# Task statement:
Pictures aside, write every record out again word for word.

------ Records ------

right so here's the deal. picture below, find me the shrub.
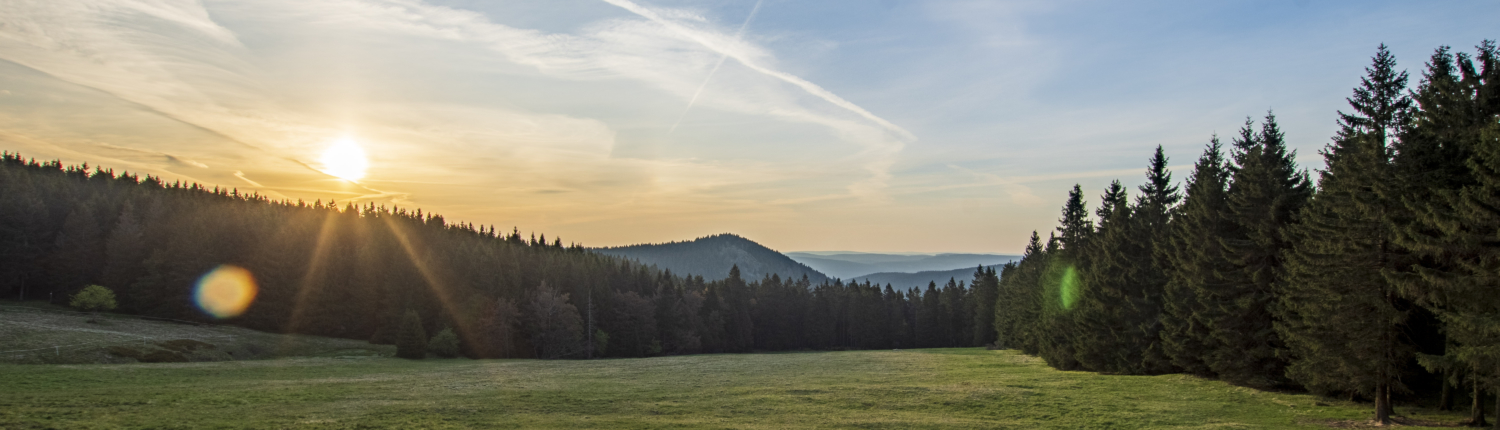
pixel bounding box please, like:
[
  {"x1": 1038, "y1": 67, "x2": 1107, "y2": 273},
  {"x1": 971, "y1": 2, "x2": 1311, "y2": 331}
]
[
  {"x1": 428, "y1": 327, "x2": 460, "y2": 358},
  {"x1": 69, "y1": 285, "x2": 117, "y2": 313},
  {"x1": 395, "y1": 310, "x2": 427, "y2": 359}
]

------

# Result below:
right so here's the deal. picture below, find me the shrub.
pixel bounding box please, like:
[
  {"x1": 1038, "y1": 67, "x2": 1107, "y2": 273},
  {"x1": 971, "y1": 2, "x2": 1311, "y2": 331}
]
[
  {"x1": 428, "y1": 327, "x2": 460, "y2": 358},
  {"x1": 69, "y1": 285, "x2": 117, "y2": 313},
  {"x1": 395, "y1": 310, "x2": 427, "y2": 359}
]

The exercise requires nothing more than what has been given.